# Start of EXCERPTED PASSAGE
William Morris's News from Nowhere


William Morris’s utopian novel News from Nowhere was written in 1890. Morris imagines a future in which common ownership and democratic control of the production of life’s necessities are based in a pastoral paradise. The story is narrated in the first person by a man who wakes on the banks of the Thames, transported centuries into the future. In this transformed land, there is no private property, no industrialisation, no money, no capitalist system. All members of society work co-operatively and take pleasure in their labour. Reluctantly, the narrator returns to his own time, resolved to make this future a reality. 

How does News from Nowhere relate to H G Wells's The Time Machine

H G Wells knew Morris slightly, and in his autobiography (1934) writes about visiting Morris’s house in Hammersmith, where the socialists held meetings – Wells too was a socialist and writes of wearing a red tie to show his affiliation. 

Morris’s utopian view of the future is classless, and thus contrasts distinctly with H G Wells’s view, as expressed in The Time Machine, in which the relationship between the Morlocks and the Eloi is one of fear and dependency. While maintaining some gender-based roles for women, Morris’s society is free from the restraints of education in childhood, the nuclear family, and the burden of possessions. 

Ten years after The Time Machine, Wells wrote the first of his utopian novels A Modern Utopia, which describes an alternative world history; later utopian novels In the Days of the Comet (1906) and The Shape of Things to Come (1933) are based on the premise of the aversion of catastrophe.
# End of EXCERPTED PASSAGE
- EXERCISE TASK 1 -
Rewrite the passage on News from Nowhere between "How does News" and "burden of possessions.", inclusive, renaming "Hammersmith" to "Kensington".
The passage on News from Nowhere and the entries that come after it are independent of each other.
# Start of STORED RECORDS
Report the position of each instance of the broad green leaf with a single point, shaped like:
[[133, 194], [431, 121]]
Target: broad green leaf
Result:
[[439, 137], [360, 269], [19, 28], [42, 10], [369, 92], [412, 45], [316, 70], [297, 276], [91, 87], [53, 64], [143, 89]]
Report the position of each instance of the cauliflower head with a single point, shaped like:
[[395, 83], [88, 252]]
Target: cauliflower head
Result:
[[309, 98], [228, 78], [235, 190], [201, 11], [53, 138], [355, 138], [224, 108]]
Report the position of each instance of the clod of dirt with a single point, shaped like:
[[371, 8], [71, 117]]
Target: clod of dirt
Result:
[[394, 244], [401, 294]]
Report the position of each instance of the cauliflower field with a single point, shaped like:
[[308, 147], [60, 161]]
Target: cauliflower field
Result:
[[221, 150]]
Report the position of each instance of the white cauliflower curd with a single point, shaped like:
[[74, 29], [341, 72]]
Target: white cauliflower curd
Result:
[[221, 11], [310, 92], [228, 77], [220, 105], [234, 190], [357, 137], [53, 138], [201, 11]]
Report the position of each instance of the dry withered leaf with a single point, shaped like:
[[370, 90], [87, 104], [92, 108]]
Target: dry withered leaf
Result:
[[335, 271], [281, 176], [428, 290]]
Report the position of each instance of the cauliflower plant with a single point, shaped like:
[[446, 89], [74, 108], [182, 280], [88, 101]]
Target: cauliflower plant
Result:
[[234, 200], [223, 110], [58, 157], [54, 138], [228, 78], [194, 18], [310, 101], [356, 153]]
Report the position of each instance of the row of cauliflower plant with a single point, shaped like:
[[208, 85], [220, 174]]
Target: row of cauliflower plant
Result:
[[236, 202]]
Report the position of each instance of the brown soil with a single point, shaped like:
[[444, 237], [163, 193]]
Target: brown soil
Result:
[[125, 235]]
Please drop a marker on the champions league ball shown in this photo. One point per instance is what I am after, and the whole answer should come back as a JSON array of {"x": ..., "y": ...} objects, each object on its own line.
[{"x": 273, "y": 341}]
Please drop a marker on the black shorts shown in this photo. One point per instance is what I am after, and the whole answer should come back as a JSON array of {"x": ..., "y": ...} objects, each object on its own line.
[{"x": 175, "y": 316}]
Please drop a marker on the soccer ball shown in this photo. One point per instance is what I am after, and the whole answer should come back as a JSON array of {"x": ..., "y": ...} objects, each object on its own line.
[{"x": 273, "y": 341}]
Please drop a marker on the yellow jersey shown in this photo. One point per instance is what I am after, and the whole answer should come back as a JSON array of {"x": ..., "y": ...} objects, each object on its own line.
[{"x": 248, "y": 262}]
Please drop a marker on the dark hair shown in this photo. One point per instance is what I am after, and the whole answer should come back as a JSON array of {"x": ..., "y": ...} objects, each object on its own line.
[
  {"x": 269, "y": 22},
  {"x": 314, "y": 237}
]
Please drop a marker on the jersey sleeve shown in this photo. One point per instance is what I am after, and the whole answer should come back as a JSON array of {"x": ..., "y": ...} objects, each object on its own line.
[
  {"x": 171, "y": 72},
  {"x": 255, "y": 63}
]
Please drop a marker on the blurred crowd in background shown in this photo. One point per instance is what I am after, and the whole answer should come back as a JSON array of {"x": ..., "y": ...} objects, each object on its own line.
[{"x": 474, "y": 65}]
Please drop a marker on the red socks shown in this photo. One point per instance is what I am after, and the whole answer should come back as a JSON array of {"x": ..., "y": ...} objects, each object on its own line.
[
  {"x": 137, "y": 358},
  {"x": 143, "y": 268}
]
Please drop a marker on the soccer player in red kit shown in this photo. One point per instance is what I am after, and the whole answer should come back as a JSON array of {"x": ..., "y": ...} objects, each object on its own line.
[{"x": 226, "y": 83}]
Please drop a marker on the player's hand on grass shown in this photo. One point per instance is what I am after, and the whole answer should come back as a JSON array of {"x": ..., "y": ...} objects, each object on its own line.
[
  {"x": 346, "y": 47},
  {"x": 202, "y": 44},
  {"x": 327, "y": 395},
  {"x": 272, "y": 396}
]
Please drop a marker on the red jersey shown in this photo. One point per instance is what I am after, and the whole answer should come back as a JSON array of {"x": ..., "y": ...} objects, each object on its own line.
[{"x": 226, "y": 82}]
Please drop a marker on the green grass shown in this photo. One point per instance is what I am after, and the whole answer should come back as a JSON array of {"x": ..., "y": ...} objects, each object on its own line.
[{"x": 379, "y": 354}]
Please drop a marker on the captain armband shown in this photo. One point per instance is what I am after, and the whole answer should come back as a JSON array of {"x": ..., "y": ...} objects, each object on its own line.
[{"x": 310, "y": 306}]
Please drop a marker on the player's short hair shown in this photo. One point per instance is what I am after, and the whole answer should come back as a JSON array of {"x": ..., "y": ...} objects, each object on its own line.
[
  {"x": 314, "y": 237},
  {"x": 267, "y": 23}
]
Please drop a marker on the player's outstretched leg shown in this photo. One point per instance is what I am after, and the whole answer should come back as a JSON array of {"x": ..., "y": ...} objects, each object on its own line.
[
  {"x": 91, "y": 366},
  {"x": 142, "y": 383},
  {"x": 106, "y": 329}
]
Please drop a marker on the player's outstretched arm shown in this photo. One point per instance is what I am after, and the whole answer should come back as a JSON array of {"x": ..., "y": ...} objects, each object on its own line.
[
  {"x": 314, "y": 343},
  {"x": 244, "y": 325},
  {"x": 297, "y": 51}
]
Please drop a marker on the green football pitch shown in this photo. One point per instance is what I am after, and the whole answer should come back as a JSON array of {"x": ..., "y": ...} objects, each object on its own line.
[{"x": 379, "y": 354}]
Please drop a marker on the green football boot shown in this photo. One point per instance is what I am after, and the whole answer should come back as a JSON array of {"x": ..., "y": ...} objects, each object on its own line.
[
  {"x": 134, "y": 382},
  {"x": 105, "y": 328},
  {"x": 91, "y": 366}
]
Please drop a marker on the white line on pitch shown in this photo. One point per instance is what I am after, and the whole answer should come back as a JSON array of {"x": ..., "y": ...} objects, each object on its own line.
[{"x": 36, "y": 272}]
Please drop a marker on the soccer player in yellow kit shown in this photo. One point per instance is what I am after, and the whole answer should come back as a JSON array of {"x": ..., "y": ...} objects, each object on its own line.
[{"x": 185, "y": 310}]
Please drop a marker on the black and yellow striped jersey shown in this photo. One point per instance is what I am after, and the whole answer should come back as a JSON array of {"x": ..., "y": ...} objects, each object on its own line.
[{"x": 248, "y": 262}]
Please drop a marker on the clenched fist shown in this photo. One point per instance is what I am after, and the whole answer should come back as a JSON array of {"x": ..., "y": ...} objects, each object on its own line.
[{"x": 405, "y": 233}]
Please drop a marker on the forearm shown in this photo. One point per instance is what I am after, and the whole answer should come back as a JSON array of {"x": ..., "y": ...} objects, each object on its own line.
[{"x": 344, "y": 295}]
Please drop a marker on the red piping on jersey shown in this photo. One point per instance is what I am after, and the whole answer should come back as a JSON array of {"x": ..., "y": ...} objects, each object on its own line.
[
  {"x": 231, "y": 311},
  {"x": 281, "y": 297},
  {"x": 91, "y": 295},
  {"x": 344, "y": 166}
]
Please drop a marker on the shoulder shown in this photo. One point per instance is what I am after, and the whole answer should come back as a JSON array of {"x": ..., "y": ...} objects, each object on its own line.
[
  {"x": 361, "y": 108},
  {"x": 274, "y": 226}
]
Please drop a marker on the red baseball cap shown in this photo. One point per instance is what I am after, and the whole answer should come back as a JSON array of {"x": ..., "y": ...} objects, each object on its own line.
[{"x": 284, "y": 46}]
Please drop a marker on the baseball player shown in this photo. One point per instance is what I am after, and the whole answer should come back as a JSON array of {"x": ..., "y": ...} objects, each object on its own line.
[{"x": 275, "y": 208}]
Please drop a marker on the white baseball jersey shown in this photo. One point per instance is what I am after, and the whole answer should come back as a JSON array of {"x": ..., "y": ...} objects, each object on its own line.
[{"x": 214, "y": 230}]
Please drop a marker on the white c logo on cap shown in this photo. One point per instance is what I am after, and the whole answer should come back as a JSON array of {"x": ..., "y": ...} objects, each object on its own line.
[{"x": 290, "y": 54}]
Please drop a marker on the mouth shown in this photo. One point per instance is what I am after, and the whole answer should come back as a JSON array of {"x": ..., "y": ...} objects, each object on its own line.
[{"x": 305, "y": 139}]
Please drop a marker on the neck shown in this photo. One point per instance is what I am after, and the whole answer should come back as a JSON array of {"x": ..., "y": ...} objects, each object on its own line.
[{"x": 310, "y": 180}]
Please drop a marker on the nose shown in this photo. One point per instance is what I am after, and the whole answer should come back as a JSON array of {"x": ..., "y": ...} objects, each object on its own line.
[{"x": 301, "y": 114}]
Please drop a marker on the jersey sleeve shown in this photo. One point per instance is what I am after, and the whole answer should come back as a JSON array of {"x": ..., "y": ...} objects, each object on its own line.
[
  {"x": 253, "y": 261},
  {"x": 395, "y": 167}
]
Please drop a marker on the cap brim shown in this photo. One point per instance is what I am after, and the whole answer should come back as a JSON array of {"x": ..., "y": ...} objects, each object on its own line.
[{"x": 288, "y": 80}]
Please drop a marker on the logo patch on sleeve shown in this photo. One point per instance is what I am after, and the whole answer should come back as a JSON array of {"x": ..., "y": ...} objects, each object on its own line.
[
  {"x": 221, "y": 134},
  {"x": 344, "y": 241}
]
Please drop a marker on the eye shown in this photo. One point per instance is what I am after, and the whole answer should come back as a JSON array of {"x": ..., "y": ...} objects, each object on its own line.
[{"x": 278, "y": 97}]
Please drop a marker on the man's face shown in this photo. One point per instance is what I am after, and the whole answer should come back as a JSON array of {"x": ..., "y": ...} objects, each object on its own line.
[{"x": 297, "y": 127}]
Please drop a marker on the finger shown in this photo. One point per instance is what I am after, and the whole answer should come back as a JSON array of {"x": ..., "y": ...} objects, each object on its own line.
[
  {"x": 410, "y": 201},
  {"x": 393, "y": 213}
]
# End of STORED RECORDS
- EXERCISE TASK 2 -
Rescale the entries of labeled points between the start of the records and the line holding "[[394, 244], [401, 294]]", inclusive. Write only those lines out again, requests included, with every coordinate in the results multiplied by 1.8 and rounded to a whole number, halves going up, and leave the requests and their format samples unchanged.

- EXPECTED ANSWER 1 -
How does News from Nowhere relate to H G Wells's The Time Machine

H G Wells knew Morris slightly, and in his autobiography (1934) writes about visiting Morris’s house in Kensington, where the socialists held meetings – Wells too was a socialist and writes of wearing a red tie to show his affiliation. 

Morris’s utopian view of the future is classless, and thus contrasts distinctly with H G Wells’s view, as expressed in The Time Machine, in which the relationship between the Morlocks and the Eloi is one of fear and dependency. While maintaining some gender-based roles for women, Morris’s society is free from the restraints of education in childhood, the nuclear family, and the burden of possessions.

- EXPECTED ANSWER 2 -
Report the position of each instance of the broad green leaf with a single point, shaped like:
[[133, 194], [431, 121]]
Target: broad green leaf
Result:
[[790, 247], [648, 484], [34, 50], [76, 18], [664, 166], [742, 81], [569, 126], [535, 497], [164, 157], [95, 115], [257, 160]]
Report the position of each instance of the cauliflower head with a single point, shaped like:
[[395, 83], [88, 252]]
Target: cauliflower head
Result:
[[556, 176], [410, 140], [423, 342], [362, 20], [95, 248], [639, 248], [403, 194]]
Report the position of each instance of the clod of dirt with a single point, shaped like:
[[371, 8], [71, 117]]
Target: clod of dirt
Result:
[[709, 439], [722, 529]]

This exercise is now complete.